Excerpts of bounding box data:

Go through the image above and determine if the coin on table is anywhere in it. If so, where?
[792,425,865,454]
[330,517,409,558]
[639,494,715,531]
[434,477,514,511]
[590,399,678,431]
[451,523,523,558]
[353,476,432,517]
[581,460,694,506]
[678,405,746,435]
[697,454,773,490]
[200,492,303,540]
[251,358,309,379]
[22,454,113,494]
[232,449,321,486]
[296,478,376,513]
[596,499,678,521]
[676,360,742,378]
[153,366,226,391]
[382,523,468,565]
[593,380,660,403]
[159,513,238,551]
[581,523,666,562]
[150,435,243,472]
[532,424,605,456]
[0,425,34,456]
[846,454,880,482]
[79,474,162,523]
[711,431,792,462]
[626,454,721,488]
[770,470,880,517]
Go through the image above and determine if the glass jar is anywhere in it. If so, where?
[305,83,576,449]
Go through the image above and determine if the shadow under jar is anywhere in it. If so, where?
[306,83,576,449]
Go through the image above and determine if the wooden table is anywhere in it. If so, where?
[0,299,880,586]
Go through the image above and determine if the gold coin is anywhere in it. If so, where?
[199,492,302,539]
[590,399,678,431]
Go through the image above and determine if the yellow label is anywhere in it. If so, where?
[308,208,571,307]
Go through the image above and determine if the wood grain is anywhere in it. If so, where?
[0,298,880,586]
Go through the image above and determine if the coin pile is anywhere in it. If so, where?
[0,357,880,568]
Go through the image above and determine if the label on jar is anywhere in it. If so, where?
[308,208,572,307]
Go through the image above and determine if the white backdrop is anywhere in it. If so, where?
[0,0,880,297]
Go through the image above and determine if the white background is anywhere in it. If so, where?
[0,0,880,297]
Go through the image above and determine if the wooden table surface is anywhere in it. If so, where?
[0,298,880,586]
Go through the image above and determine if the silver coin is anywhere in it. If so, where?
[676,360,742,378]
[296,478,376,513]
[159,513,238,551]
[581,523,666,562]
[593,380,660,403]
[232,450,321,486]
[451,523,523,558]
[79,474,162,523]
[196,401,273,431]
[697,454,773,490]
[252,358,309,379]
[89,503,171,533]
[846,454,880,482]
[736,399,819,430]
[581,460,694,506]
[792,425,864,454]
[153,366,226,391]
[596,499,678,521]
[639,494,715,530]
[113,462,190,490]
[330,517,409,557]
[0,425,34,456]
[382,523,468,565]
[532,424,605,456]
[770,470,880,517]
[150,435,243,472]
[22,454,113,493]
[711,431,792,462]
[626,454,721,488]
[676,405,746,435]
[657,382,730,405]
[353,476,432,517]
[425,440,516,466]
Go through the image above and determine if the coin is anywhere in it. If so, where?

__DIRECTIONS__: Could you rewrite the entries above as a JSON list of strings, one string per line with blank lines omitted, running from the first line through the line containing "[305,83,576,449]", inclusive?

__TASK ANSWER__:
[
  "Go through the image above and determine if the coin on table is anywhere in it. If so, where?",
  "[792,425,865,454]",
  "[330,517,409,558]",
  "[639,494,715,531]",
  "[434,477,514,511]",
  "[590,399,678,431]",
  "[451,523,523,558]",
  "[353,476,432,517]",
  "[581,460,694,506]",
  "[678,405,746,435]",
  "[697,454,773,490]",
  "[200,492,303,540]",
  "[251,358,309,379]",
  "[22,454,113,494]",
  "[232,449,321,486]",
  "[296,478,376,513]",
  "[596,499,678,521]",
  "[676,360,742,378]",
  "[153,366,226,391]",
  "[382,523,468,565]",
  "[593,380,660,403]",
  "[159,513,238,551]",
  "[581,523,666,562]",
  "[150,435,243,472]",
  "[532,424,605,456]",
  "[0,425,34,456]",
  "[846,454,880,482]",
  "[79,474,162,523]",
  "[711,431,792,462]",
  "[626,454,721,488]",
  "[770,470,880,517]",
  "Go through the image above and determine if the glass jar is anywhere in it. If so, where?",
  "[305,83,576,449]"
]